Written problem ▸ List each line of the data below that contains the string "point", matching case exactly.

--- Begin Listed records ---

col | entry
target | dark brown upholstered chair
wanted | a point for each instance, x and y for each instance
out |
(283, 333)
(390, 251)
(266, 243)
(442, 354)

--- End Listed records ---

Result for this task ▸
wanted | a point for each instance, x and y for each instance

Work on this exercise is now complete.